**Assignment**. Return the data below without any change, starting at its first line and ending at the line that contains "56L96 70H106L120 63L121".

#### Provided data

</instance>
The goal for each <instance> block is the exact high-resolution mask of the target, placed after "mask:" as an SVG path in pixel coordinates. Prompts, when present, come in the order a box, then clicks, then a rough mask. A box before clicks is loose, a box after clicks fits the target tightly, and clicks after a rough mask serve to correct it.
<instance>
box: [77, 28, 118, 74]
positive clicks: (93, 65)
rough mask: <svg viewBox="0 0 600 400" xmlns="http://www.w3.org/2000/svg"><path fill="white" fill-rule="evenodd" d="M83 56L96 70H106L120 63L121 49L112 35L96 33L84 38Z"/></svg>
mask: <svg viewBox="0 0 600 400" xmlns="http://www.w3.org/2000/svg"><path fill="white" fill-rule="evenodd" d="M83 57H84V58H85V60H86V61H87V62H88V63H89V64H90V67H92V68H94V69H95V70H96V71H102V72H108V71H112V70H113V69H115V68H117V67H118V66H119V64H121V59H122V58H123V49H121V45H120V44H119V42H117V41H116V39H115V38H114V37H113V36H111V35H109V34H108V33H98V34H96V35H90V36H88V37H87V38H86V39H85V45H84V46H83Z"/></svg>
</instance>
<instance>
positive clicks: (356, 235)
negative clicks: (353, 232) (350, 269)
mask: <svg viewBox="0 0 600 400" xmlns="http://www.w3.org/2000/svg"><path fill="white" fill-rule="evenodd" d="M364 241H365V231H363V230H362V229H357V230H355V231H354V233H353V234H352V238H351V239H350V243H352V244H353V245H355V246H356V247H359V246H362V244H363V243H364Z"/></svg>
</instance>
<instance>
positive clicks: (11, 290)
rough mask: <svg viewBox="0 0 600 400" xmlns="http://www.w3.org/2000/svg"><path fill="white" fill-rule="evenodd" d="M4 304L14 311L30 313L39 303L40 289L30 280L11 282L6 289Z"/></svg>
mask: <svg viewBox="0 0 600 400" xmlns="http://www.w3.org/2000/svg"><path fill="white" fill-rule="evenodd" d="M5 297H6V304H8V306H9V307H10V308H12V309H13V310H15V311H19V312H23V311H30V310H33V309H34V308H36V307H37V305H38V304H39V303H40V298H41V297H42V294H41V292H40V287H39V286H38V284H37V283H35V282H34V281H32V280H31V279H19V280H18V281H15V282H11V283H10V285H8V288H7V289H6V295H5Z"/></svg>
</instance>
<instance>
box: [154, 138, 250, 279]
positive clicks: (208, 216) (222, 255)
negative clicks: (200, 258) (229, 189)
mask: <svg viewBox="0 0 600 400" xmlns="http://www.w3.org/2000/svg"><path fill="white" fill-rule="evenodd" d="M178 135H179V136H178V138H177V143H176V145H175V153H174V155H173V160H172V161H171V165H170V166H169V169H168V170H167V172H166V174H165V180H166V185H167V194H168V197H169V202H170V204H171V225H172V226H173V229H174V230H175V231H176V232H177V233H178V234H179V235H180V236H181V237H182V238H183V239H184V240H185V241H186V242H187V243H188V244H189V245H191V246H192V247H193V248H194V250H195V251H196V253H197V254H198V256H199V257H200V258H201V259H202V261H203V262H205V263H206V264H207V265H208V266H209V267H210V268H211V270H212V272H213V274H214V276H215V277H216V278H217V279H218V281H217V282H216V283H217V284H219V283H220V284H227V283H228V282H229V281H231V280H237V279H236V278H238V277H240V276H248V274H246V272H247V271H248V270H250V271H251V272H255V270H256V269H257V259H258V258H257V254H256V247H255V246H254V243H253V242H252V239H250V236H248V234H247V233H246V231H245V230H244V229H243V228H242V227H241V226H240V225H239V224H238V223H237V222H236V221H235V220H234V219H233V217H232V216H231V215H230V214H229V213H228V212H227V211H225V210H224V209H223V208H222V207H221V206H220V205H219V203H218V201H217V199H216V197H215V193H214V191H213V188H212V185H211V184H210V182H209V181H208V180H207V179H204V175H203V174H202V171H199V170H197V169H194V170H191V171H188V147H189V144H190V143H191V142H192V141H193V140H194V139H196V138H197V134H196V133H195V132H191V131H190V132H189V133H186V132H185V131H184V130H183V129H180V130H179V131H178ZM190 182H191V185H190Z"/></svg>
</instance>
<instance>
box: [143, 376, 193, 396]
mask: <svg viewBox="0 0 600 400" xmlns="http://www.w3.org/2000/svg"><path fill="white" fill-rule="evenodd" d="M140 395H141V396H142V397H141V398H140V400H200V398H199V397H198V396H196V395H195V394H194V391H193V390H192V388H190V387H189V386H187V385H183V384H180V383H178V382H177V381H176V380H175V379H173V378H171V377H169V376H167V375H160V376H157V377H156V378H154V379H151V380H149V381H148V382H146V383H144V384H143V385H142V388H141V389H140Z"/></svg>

########

**Task answer**.
</instance>
The goal for each <instance> block is the exact high-resolution mask of the target, placed after "mask:" as an SVG path in pixel coordinates. Prompts, when present, come in the order a box, then clicks, then a rough mask. A box before clicks is loose, a box after clicks fits the target tightly, and clicks after a rough mask serve to correct it.
<instance>
box: [77, 28, 118, 74]
positive clicks: (93, 65)
rough mask: <svg viewBox="0 0 600 400" xmlns="http://www.w3.org/2000/svg"><path fill="white" fill-rule="evenodd" d="M83 56L96 70H106L120 63L121 49L112 35L96 33L84 38Z"/></svg>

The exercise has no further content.